TASK PROMPT.
Each entry must be copied exactly, without omission.

SOURCE RECORDS.

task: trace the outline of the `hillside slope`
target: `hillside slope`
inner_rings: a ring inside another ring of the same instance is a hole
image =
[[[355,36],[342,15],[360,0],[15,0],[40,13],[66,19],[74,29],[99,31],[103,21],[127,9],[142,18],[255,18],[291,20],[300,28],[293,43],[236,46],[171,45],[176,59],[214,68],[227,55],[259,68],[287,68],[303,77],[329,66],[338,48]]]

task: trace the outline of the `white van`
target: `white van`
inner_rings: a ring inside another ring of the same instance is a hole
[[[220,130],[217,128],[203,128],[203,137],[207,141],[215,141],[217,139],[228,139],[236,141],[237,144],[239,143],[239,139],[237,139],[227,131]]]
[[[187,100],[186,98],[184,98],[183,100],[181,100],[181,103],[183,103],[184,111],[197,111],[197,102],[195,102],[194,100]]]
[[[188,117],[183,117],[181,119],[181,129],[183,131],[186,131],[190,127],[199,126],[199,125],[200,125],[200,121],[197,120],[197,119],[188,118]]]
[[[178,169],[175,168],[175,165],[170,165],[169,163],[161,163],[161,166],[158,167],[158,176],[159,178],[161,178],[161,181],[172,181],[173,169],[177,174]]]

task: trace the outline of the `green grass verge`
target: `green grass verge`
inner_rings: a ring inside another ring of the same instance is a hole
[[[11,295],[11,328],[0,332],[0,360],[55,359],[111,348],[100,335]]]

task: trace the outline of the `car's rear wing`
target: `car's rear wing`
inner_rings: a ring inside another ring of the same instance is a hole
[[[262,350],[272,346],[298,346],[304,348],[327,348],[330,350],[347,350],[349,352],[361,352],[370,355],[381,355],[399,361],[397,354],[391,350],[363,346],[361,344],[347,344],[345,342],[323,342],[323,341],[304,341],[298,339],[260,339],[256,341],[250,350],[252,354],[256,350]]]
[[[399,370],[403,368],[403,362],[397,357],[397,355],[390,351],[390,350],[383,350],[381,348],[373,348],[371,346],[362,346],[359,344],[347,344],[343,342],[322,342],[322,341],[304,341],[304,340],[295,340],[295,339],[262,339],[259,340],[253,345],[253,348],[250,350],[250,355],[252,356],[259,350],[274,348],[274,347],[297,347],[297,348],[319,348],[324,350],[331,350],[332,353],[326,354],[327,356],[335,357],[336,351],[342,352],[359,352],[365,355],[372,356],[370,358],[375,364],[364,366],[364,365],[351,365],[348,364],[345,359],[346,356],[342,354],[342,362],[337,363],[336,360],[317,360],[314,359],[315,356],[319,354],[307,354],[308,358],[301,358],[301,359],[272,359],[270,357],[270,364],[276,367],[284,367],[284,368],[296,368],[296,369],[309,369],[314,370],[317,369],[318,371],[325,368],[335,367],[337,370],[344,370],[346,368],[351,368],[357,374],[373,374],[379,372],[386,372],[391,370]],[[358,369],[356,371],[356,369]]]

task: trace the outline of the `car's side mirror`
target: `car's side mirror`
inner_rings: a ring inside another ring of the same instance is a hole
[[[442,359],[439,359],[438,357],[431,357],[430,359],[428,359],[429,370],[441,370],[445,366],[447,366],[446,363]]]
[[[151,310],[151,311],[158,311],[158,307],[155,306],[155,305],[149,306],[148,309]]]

ANSWER SPACE.
task: trace the outline of the `hillside slope`
target: `hillside slope`
inner_rings: a ring inside another ring of the same instance is a hole
image =
[[[355,36],[342,15],[360,0],[15,0],[40,13],[66,19],[74,29],[99,31],[103,21],[127,9],[142,18],[255,18],[291,20],[300,28],[293,43],[236,46],[171,45],[176,59],[214,68],[227,55],[259,68],[287,68],[303,77],[329,66],[338,48]]]

task: trace the outline of the `white van`
target: `white van`
inner_rings: a ring inside another ring of the same instance is a hole
[[[220,130],[217,128],[203,128],[203,137],[207,141],[215,141],[217,139],[228,139],[236,141],[237,144],[239,143],[239,139],[237,139],[227,131]]]
[[[187,100],[186,98],[184,98],[183,100],[181,100],[181,103],[183,103],[184,111],[197,111],[197,102],[195,102],[194,100]]]
[[[188,117],[183,117],[181,119],[181,129],[183,131],[186,131],[190,127],[199,126],[199,125],[200,125],[200,121],[197,120],[197,119],[188,118]]]
[[[178,169],[175,168],[175,165],[170,165],[169,163],[161,163],[161,166],[158,167],[158,176],[159,178],[161,178],[161,181],[172,181],[173,169],[177,174]]]

task: trace the outline of the `green grass verge`
target: `green grass verge`
inner_rings: a ring inside another ring of the same instance is a hole
[[[11,295],[11,328],[0,332],[0,360],[55,359],[111,348],[100,335]]]

task: trace the outline of the `car's rear wing`
target: `car's rear wing`
inner_rings: a ring inside another ring of the same instance is a hole
[[[262,350],[272,346],[298,346],[304,348],[327,348],[330,350],[347,350],[349,352],[361,352],[370,355],[381,355],[399,361],[397,354],[391,350],[363,346],[361,344],[347,344],[345,342],[323,342],[323,341],[304,341],[298,339],[260,339],[256,341],[250,350],[252,354],[256,350]]]
[[[399,370],[403,368],[403,362],[397,357],[397,355],[390,351],[390,350],[383,350],[381,348],[373,348],[371,346],[362,346],[359,344],[347,344],[343,342],[322,342],[322,341],[304,341],[304,340],[295,340],[295,339],[262,339],[259,340],[253,345],[253,348],[250,350],[250,355],[252,356],[259,350],[274,348],[274,347],[297,347],[297,348],[319,348],[324,350],[331,350],[332,353],[326,354],[327,356],[335,357],[336,351],[342,352],[359,352],[365,355],[372,356],[370,358],[375,364],[364,366],[364,365],[351,365],[348,364],[345,359],[346,356],[342,354],[342,362],[337,363],[336,360],[317,360],[314,359],[315,356],[319,354],[307,354],[308,358],[301,358],[301,359],[272,359],[270,357],[270,364],[276,367],[284,367],[284,368],[296,368],[296,369],[309,369],[314,370],[317,369],[318,371],[325,368],[335,367],[337,370],[344,370],[346,368],[351,368],[357,374],[373,374],[379,372],[386,372],[391,370]],[[358,369],[356,371],[356,369]]]

task: trace the outline of the `car's side mirror`
target: `car's side mirror`
inner_rings: a ring inside another ring of the same instance is a hole
[[[442,359],[439,359],[438,357],[431,357],[430,359],[428,359],[429,370],[441,370],[445,366],[447,366],[446,363]]]
[[[151,310],[151,311],[158,311],[158,307],[155,306],[155,305],[149,306],[148,309]]]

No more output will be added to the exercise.